**Selected extract**
(begin)

I remember reading, as a young adult, that you knew you were grown up when you found yourself having lots of conversations about real estate. I wondered what that would be like.

I have to add that adulthood also means have lots of conversations about mice and their eradication. With our constant and losing struggle against the incredibly brilliant Ralph S. Mouse, I find that I can work mice into almost any conversation in my quest to find a magic bullet against Ralph (short of actual bullets, that is). I spent a good portion of the evening yesterday trading mouse stories with a bunch of mom friends. It turns out there are as many ways to kill a mouse as there are to skin the proverbial cat.

One of my friends has a husband who killed a mouse with a knife. Another friend said that it must have been an elderly mouse that he could catch it with his bare hands. And another shared anecdotal evidence from her relatives that the glue trap does not have to mean a protracted, grim death if you drop a heavy weight on the mouse after it's caught in the trap. I don't know if that mitigates the cruelty or not.

(end)

**Stored data**
(begin)

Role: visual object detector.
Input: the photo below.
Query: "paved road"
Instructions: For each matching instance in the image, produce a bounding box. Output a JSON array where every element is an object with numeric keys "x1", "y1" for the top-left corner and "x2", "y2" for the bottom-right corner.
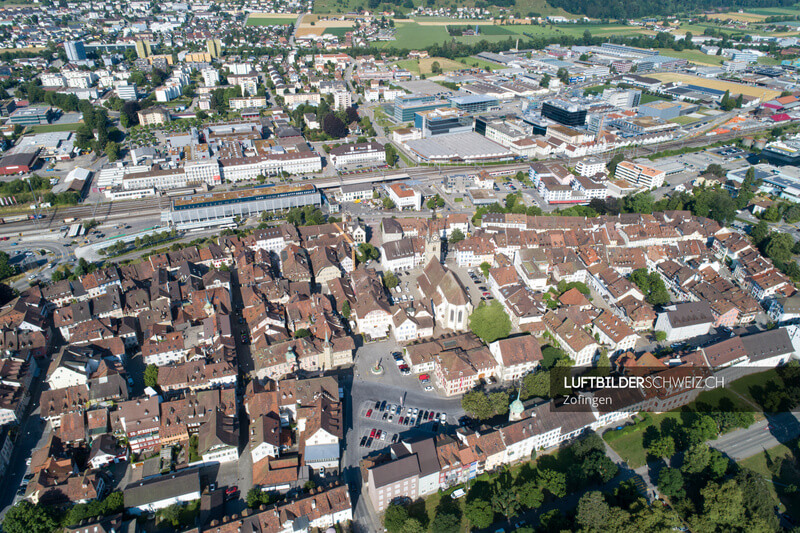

(end)

**Brief A**
In the passage about mice, what did one friend's husband use to kill a mouse?
**Brief B**
Write the next part of the passage about mice, picking up after its final sentence.
This material has no connection to the text about mice.

**Final answer A**
A knife.

**Final answer B**
And I got more advice on trap bait, this from my friend Hannah. Reese's Peanut Cups, she says. I personally think that the candy bar industry and the mouse trap industry may engage in some kickbacks. I keep getting these candy bar recommendations, and none of them work on Ralph S. Mouse. Nonetheless, there's some Reese's on the baited traps tonight.

At Target today, the shelf stocker suggested getting a cat. When I told him I had two who were too old to catch mice, we got into a delightful conversation about mousers. He said that his old cat was so enamored of the baby boy in the household that he would bring rabbit haunches to the baby as a gift. And I reminisced about some high school catsitting experiences that involved picking up what I thought was a stray leaf in the hall, but was in fact a mouse tail. The rest of it was gone. I wasn't around for Jazz and Ares' glory days when they expressed their adoration for Chris with dead rodents and small mammals. To give the old boys their due, I'm sure they felled rabbits, moles, yea groundhogs and small yippy dogs in their heyday.

Those days are over, so we must hope tonight to hear the snap of the trap and that our mouse was honored for his last experience in life to be the combination of peanut butter and chocolate.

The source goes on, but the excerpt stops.